— start —

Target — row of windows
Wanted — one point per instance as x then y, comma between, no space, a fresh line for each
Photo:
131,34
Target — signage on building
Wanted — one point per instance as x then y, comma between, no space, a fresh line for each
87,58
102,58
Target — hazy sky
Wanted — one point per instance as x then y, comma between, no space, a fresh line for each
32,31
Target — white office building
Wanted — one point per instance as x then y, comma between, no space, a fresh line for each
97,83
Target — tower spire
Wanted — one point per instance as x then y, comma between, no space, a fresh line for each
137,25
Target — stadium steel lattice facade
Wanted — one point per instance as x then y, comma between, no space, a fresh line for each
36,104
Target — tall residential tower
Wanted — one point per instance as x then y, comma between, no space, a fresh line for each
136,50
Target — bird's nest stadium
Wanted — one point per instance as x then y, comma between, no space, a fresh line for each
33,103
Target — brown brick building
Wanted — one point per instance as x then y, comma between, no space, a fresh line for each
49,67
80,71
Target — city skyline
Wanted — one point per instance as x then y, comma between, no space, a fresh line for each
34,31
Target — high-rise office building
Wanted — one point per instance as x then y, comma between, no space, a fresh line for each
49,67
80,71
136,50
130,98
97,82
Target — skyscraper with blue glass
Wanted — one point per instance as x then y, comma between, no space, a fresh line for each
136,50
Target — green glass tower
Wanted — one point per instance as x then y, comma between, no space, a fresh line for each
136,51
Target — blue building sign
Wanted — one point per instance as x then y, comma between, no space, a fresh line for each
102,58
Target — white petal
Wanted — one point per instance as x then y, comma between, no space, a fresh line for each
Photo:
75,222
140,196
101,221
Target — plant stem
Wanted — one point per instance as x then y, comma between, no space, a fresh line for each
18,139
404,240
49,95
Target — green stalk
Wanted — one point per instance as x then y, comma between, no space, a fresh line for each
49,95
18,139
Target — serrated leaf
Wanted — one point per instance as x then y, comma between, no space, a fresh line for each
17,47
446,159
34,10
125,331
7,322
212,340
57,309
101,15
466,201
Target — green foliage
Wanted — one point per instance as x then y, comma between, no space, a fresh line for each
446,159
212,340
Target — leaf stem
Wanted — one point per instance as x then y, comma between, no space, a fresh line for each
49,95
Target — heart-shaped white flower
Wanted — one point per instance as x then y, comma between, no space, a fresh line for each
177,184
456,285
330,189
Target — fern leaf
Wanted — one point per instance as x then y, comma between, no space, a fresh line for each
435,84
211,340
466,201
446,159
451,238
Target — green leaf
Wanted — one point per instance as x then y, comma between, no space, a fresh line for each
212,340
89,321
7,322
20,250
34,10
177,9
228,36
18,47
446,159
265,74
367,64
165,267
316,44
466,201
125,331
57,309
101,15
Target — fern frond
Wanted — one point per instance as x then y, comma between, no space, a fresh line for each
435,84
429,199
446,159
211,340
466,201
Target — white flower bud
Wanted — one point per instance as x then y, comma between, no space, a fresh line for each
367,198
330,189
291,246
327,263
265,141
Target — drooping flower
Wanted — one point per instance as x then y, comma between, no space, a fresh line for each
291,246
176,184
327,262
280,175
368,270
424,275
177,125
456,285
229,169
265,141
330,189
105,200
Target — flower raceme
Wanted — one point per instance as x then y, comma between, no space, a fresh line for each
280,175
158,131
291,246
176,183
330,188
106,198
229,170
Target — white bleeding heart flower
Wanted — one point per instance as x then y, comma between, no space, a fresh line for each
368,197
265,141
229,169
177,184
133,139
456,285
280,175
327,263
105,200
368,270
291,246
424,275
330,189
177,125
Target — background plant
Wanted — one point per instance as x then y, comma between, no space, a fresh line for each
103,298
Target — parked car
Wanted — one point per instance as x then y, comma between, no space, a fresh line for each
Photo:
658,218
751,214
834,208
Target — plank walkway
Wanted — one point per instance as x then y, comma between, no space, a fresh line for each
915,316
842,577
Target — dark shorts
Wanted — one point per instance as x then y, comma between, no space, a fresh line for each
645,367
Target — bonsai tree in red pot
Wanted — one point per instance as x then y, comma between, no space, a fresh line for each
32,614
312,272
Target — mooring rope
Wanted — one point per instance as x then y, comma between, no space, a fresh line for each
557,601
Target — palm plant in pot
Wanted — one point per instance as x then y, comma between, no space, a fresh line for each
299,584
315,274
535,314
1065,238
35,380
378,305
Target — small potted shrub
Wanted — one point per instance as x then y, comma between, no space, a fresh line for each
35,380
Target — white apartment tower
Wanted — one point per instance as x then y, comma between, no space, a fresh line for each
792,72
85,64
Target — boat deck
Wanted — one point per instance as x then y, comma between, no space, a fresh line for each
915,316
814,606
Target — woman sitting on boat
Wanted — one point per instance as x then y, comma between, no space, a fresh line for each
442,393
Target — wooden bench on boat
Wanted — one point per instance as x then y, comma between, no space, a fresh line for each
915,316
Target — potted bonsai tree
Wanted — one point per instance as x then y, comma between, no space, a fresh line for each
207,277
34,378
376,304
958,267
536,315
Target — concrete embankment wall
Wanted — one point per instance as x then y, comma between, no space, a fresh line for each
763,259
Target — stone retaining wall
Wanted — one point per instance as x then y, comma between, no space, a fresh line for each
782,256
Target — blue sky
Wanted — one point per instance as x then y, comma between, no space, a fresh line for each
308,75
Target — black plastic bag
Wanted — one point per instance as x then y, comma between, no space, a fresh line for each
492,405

— end —

◆ **EXERCISE DIRECTIONS**
Copy out the part of the records that opens with the line containing "Target — black plastic bag" and runs through the end of the records, keeping the requests, but add 108 to both the x and the y value of every answer point.

◆ **FINISHED ANSWER**
Target — black plastic bag
Wanted — one point per instance as x then y, comma between, no space, a fresh line for each
600,513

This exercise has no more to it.